* **What to work on**
Copy out the listing from the line containing "vertical light strip" through its last line, both ends included, with "photo" replaced by "image" and all else left unchanged.

(Stored data)
▽

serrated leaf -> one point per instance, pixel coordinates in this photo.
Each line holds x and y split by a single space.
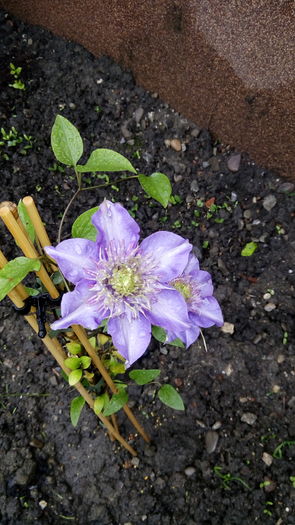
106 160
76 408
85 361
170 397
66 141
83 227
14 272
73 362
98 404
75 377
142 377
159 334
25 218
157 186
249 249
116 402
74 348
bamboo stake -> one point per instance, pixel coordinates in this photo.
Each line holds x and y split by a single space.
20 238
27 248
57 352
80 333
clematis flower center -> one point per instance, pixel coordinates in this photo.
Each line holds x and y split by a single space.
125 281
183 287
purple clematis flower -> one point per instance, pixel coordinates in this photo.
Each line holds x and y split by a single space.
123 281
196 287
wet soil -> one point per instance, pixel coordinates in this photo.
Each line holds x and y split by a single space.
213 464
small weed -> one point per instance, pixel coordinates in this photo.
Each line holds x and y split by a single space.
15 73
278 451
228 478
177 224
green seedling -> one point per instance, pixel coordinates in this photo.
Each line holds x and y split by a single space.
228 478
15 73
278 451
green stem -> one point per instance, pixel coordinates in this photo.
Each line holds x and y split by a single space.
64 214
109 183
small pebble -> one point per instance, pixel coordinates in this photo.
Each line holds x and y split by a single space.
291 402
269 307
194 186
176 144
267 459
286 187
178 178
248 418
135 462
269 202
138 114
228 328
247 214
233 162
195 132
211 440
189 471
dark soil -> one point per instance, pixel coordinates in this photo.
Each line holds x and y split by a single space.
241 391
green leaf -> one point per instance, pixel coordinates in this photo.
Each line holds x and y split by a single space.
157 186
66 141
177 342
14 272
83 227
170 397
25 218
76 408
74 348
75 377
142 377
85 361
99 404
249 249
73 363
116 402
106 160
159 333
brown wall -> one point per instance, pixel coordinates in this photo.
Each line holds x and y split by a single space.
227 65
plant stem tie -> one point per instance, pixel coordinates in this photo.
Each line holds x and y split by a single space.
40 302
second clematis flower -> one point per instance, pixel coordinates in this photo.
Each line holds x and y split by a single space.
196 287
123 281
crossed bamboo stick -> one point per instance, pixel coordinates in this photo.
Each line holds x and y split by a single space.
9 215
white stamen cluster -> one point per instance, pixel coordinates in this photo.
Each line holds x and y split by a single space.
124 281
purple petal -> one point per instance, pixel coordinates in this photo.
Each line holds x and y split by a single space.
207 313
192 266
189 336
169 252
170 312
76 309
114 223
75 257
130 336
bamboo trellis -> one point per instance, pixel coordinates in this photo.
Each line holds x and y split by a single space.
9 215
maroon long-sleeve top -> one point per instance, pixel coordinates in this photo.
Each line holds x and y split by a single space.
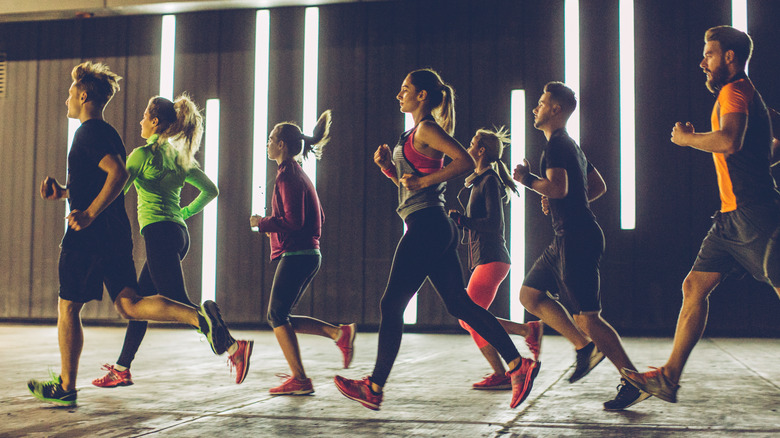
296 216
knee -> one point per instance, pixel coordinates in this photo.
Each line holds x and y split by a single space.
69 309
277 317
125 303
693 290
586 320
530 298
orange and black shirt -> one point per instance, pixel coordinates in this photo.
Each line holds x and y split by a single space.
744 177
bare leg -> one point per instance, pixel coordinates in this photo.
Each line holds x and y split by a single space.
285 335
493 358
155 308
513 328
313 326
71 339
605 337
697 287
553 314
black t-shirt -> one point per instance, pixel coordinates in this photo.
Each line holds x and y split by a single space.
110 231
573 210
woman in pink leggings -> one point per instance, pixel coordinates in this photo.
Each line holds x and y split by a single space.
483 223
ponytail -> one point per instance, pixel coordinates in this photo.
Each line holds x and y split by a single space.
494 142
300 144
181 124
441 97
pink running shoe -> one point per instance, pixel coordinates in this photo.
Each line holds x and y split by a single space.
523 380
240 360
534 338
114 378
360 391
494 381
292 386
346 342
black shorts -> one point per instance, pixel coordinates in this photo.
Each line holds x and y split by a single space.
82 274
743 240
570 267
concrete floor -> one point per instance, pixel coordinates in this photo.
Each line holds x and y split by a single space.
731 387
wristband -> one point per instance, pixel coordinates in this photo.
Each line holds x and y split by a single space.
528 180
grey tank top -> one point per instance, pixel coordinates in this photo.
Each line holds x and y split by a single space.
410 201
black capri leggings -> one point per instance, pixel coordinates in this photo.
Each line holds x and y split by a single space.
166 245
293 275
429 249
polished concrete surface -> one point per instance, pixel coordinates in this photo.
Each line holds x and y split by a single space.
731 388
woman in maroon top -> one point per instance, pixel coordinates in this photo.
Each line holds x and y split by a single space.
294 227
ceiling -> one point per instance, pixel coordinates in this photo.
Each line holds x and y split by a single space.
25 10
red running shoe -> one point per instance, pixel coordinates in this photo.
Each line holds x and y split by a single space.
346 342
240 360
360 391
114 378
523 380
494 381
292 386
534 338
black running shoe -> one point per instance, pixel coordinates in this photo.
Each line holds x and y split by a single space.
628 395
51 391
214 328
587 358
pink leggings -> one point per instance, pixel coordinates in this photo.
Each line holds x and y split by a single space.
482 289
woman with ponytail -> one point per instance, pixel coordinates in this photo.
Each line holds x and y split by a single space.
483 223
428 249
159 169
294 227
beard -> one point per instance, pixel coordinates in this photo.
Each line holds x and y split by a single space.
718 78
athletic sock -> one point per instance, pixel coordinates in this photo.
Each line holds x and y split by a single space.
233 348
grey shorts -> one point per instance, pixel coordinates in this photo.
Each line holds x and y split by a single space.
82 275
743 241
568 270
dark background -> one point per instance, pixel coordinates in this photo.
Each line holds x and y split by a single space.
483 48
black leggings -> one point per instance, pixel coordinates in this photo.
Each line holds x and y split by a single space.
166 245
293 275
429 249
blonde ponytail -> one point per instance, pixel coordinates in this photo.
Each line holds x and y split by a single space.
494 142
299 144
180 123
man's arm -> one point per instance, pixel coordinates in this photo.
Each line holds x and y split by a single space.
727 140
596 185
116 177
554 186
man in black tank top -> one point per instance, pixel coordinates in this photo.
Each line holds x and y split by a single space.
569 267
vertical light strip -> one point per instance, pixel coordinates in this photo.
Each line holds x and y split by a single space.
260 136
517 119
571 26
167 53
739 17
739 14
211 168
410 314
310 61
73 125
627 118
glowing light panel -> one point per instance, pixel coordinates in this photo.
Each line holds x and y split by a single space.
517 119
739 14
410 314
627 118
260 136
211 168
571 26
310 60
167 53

△

* **Full output**
vertical light strip -> one point per instance, pixel coordinates in this image.
Each line holds x and y split by a single space.
260 136
517 119
571 26
167 53
739 17
739 14
211 168
410 314
310 61
73 125
627 118
glowing light panel -> one point per instance, pixel coordinates in this image.
Each line holds x and y split by a single space.
517 119
739 14
410 314
627 118
260 136
211 168
571 26
310 60
167 53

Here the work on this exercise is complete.